Treat the line with "Task: identify the green pesto" as the starting point. Write it out and every line after it through the end of the listing below, exactly.

● **Data to use**
------------------------------------------------------------------------
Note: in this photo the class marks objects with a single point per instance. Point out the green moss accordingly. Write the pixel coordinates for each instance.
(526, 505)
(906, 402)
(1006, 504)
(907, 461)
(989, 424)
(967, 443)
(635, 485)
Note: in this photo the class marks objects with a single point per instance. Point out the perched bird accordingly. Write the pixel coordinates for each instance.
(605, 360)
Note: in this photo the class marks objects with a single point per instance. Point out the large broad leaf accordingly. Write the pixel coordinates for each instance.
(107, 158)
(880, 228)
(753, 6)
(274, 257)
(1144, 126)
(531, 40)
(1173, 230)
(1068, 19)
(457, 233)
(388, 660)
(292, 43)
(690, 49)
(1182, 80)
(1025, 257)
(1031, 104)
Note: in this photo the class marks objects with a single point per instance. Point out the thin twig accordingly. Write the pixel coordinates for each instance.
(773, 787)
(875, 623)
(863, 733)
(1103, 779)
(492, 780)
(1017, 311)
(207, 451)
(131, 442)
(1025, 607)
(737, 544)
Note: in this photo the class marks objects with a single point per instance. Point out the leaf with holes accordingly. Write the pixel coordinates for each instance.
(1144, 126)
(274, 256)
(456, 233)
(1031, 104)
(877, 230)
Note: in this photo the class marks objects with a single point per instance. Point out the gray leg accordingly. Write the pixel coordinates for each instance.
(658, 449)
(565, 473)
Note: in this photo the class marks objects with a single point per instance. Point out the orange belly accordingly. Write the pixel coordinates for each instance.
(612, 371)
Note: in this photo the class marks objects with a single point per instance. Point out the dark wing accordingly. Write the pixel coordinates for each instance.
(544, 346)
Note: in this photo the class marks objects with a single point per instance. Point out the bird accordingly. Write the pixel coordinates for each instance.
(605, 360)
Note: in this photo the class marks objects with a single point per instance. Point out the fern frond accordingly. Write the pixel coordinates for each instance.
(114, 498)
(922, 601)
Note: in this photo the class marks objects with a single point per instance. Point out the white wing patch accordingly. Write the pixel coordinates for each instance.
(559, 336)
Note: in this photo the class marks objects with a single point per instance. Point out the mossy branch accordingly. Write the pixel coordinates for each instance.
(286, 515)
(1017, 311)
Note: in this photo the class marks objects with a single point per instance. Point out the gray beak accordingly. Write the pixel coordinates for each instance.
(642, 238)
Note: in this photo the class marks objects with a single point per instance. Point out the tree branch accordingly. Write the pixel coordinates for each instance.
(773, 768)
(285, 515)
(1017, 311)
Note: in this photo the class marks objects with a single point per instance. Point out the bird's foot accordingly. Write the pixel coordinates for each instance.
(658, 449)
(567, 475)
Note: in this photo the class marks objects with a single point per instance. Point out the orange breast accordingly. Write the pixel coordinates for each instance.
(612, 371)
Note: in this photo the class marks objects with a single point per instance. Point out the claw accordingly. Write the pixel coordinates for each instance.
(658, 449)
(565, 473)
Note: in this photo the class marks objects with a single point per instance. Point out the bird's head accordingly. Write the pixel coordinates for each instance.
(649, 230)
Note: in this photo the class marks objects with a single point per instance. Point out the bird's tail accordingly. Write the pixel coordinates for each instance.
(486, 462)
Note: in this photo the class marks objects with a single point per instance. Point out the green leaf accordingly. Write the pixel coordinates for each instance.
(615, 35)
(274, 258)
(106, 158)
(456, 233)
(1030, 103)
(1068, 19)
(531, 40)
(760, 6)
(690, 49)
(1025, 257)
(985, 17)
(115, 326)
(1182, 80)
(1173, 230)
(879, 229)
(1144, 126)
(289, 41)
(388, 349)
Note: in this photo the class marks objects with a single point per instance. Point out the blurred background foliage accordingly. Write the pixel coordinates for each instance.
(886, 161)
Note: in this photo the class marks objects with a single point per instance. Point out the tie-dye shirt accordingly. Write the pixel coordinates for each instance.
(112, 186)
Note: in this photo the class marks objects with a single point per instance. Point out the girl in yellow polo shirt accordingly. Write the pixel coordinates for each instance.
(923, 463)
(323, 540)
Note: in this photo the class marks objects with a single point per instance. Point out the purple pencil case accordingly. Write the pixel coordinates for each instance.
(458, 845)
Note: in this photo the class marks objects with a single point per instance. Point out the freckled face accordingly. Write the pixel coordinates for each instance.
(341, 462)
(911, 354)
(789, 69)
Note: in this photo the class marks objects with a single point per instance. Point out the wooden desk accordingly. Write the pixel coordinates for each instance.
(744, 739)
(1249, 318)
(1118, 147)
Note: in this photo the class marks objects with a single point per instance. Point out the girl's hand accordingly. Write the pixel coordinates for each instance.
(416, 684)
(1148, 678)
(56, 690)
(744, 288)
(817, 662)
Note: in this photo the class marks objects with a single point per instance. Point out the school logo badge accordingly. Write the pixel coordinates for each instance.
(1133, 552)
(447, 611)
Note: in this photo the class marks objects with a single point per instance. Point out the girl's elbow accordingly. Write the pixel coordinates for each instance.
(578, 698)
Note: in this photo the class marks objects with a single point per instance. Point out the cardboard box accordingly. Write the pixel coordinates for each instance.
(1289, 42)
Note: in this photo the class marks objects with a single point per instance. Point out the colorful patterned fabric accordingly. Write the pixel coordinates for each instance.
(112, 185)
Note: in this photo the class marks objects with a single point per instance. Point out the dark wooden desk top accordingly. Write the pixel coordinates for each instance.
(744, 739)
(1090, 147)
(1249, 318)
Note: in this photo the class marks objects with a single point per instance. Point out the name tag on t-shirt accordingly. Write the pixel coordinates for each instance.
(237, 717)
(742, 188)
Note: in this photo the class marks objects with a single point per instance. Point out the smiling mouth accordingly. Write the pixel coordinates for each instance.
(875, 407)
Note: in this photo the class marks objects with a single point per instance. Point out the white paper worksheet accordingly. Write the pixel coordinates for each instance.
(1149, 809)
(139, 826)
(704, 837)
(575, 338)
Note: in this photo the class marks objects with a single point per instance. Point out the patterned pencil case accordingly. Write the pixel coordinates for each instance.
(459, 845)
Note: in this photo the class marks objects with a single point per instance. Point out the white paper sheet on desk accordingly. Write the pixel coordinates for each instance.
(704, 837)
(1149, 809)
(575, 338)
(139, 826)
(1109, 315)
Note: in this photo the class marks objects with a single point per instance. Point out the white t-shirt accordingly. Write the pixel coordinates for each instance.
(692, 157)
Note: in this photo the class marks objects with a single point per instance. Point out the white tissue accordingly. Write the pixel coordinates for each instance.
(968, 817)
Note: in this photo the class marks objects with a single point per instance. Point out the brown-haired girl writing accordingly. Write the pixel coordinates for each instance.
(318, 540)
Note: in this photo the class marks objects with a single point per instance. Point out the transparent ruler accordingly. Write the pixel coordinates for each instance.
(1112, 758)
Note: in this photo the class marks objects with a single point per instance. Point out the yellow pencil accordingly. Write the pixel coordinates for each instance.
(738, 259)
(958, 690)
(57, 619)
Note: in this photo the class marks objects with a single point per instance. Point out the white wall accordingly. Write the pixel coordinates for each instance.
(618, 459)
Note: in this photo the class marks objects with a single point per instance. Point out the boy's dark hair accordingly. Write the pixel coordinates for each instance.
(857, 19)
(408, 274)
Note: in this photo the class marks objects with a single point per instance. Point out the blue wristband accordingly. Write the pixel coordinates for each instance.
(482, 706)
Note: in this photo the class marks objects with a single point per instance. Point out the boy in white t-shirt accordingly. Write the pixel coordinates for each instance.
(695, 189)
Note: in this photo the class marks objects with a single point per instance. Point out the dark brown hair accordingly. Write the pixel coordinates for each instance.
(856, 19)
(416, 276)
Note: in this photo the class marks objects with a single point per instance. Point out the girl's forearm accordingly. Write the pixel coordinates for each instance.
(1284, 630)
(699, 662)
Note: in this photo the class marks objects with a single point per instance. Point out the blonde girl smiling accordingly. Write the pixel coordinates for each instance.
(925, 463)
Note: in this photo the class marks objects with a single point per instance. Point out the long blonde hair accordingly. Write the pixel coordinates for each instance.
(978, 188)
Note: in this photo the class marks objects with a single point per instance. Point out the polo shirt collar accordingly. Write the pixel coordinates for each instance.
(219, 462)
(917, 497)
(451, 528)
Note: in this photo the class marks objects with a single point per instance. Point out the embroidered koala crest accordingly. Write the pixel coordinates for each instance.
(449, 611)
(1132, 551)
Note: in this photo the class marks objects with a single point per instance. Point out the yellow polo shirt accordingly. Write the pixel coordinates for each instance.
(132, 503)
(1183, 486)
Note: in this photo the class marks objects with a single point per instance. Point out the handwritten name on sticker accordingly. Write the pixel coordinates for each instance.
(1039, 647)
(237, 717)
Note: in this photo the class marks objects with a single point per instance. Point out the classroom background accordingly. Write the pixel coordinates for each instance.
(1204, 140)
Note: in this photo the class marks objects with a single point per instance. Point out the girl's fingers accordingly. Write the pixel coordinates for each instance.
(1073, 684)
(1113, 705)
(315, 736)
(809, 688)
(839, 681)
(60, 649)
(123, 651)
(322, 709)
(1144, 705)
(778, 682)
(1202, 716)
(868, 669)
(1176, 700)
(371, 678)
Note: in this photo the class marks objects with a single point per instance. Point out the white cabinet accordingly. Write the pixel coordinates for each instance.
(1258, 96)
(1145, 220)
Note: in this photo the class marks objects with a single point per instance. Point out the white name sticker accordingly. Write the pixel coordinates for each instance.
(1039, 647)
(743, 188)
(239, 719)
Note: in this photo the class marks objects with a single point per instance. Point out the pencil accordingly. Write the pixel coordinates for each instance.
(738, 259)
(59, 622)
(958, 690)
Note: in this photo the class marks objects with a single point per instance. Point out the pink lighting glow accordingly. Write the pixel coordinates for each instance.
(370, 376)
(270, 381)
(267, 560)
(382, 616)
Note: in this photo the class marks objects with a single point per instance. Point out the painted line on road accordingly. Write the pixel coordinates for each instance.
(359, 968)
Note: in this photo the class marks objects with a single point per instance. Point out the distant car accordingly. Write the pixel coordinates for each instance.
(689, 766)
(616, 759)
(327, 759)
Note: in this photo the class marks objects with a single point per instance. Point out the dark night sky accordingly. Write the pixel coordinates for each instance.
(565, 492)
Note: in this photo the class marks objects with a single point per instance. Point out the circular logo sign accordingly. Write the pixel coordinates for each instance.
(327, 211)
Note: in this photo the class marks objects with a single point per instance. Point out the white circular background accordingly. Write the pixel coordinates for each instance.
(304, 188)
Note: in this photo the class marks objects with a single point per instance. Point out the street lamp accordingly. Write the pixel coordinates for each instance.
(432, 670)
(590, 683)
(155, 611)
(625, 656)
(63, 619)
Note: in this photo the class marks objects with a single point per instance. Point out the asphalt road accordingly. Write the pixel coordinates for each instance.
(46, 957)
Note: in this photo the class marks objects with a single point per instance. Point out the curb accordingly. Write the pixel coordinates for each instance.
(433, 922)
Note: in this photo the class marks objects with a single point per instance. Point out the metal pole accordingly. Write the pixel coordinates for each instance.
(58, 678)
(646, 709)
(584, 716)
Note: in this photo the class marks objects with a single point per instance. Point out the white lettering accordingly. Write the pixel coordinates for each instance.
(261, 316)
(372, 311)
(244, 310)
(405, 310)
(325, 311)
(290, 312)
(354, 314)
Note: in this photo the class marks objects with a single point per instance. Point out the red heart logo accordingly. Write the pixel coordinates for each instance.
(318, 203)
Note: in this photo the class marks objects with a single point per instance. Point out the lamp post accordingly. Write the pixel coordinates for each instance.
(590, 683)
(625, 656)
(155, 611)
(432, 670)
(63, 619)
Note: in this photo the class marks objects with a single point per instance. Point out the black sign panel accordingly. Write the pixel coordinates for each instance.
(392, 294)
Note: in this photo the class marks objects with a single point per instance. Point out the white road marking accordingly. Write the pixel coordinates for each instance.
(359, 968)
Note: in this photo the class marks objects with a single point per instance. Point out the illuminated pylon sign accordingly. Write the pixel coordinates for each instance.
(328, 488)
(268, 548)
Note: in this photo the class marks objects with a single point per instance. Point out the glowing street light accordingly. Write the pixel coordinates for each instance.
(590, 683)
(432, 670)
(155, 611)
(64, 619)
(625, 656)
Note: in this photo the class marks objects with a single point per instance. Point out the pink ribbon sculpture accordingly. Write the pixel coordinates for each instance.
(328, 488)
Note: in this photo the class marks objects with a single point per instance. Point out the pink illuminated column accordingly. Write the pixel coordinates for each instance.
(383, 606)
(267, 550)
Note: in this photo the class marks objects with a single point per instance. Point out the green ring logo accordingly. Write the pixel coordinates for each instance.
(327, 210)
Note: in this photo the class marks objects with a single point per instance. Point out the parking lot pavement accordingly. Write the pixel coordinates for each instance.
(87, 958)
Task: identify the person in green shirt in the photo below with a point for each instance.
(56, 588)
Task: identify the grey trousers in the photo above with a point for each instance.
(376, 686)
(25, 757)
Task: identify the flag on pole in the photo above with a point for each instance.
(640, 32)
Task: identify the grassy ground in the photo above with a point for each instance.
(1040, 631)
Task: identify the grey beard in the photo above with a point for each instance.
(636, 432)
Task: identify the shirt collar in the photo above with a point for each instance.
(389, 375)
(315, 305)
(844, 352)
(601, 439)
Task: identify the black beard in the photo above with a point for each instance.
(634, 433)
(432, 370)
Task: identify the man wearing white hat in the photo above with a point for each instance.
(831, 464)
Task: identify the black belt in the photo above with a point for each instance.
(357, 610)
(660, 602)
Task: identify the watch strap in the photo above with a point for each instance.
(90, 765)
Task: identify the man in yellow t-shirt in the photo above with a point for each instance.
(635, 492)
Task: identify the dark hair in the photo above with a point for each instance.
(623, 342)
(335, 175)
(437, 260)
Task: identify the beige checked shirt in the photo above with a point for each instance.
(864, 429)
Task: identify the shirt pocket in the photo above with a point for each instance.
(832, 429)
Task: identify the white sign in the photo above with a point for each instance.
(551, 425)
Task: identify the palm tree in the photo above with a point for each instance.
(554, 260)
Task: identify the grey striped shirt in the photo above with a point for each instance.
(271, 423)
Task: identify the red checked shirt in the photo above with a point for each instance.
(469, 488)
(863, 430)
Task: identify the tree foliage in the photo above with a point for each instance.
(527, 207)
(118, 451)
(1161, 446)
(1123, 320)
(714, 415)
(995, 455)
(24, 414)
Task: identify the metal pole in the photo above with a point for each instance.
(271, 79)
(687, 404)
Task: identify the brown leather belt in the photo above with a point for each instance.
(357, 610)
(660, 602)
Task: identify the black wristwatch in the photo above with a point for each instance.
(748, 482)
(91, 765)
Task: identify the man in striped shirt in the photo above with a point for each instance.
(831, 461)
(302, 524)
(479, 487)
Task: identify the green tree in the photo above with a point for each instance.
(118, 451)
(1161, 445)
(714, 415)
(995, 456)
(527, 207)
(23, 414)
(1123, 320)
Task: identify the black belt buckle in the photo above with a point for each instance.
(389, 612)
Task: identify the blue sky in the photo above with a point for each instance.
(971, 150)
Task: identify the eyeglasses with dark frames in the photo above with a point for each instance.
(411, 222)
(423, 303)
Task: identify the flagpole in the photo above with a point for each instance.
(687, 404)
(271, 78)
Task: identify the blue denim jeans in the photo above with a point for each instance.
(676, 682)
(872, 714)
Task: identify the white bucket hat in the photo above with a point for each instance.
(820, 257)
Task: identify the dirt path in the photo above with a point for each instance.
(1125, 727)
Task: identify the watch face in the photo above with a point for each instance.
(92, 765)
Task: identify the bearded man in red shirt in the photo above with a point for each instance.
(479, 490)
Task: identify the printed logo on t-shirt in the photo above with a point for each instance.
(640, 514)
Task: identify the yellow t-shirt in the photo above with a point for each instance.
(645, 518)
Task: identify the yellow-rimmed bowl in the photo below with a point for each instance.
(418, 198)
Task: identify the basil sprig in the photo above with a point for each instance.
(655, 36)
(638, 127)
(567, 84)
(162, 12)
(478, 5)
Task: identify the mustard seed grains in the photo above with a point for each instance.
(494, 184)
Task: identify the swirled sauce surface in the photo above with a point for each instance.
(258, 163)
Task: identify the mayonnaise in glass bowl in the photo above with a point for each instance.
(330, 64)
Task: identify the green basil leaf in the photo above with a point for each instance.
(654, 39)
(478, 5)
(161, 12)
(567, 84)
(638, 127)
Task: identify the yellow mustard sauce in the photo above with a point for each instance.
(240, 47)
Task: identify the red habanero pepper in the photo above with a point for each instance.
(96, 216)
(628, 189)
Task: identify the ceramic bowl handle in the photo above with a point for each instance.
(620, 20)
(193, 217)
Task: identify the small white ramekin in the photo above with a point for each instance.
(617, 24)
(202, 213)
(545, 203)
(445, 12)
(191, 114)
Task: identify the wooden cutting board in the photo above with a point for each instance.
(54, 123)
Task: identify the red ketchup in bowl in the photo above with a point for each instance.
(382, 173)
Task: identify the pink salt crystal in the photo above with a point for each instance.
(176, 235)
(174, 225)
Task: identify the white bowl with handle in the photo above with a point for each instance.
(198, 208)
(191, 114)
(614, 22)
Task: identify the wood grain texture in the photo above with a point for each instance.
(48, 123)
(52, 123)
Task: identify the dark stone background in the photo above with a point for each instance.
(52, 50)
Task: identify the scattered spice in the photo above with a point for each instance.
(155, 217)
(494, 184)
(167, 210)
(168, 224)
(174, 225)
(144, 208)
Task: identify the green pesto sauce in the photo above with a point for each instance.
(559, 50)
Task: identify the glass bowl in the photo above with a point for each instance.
------------------------------------------------------------------------
● **Exercise response**
Task: identify the green pesto sauce in the photo above with a point for each instance.
(559, 50)
Task: identify the glass bowl in the photo above with a point for each instance.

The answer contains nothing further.